Task requirements >>
Reproduce the data below with every occurrence of "agriculture scouting record" changed to "field survey log", keeping all other text the same.

* Start *

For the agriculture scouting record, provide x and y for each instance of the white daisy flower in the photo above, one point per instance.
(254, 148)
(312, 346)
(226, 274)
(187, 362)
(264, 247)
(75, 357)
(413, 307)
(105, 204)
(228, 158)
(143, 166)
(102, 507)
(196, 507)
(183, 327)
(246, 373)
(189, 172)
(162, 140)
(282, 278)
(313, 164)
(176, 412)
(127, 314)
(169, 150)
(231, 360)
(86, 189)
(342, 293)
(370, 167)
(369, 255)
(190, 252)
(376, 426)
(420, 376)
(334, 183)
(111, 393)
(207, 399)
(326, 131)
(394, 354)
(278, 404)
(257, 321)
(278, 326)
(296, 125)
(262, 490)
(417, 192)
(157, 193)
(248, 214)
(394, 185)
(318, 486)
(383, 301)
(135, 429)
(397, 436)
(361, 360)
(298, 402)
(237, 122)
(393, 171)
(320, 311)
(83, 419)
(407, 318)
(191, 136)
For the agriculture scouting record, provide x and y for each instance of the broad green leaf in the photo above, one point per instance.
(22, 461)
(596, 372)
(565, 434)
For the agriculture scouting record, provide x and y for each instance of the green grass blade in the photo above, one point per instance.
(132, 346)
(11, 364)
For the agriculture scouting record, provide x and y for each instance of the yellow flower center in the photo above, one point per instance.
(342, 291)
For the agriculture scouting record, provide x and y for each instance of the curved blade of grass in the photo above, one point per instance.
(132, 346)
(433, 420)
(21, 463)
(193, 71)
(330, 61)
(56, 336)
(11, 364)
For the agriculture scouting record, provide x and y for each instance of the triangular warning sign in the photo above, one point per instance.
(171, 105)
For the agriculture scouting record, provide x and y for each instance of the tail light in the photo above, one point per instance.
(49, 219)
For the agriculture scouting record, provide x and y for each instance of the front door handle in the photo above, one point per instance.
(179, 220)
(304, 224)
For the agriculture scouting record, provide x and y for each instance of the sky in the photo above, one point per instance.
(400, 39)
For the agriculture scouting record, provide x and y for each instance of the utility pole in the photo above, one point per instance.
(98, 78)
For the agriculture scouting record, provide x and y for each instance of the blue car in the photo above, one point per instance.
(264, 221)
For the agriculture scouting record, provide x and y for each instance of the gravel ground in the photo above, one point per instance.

* End *

Output for this exercise >>
For the field survey log, provide x and y for each instance of the white daisy flower in the photo above, one point per instance.
(254, 148)
(312, 346)
(226, 274)
(187, 362)
(264, 247)
(75, 357)
(413, 307)
(105, 204)
(228, 158)
(143, 166)
(102, 507)
(196, 507)
(183, 327)
(246, 373)
(189, 172)
(162, 140)
(282, 278)
(313, 164)
(176, 412)
(127, 314)
(169, 150)
(231, 360)
(86, 189)
(342, 293)
(370, 167)
(369, 255)
(190, 252)
(376, 426)
(420, 376)
(334, 183)
(111, 393)
(207, 399)
(326, 131)
(394, 354)
(278, 404)
(257, 321)
(278, 326)
(296, 125)
(262, 490)
(417, 192)
(157, 193)
(248, 214)
(394, 185)
(318, 486)
(383, 301)
(135, 429)
(397, 436)
(361, 360)
(298, 402)
(237, 122)
(393, 171)
(320, 311)
(83, 419)
(407, 318)
(191, 136)
For the field survey log, provide x and y for each instance of the broad green leaf in the photo above, one point per instance.
(22, 461)
(596, 372)
(565, 434)
For the field survey log, provide x and y for each instance of the green grass blade in the photo above, one point per instance.
(132, 346)
(11, 364)
For the field survey log, provide x and y for each instance of the yellow flower center in the photo above, one point per instance.
(342, 291)
For the field survey log, provide x and y for each instance of the curved blade of grass in the photo above, one point per instance.
(132, 346)
(433, 420)
(21, 463)
(193, 71)
(330, 61)
(56, 336)
(11, 364)
For the field survey log, provide x and y for each instance of the triangular warning sign in the photo above, one point per instance.
(171, 105)
For the field survey log, provide x and y for each instance of the tail light in the photo above, one point per instance.
(49, 219)
For the field survey log, provide x and y for each instance of the front door handle in the photo above, one point per instance.
(179, 220)
(304, 224)
For the field survey log, provide x and y for each instance of the sky in the photo above, one point per instance.
(400, 39)
For the field survey log, provide x and y for each instance of the utility pole in the photo above, one point per instance.
(98, 78)
For the field survey log, provide x and y for each instance of the blue car in the photo above, one point per instance.
(264, 221)
For the field survey log, provide x and y for each instance of the gravel ground in the photo above, one point per instance.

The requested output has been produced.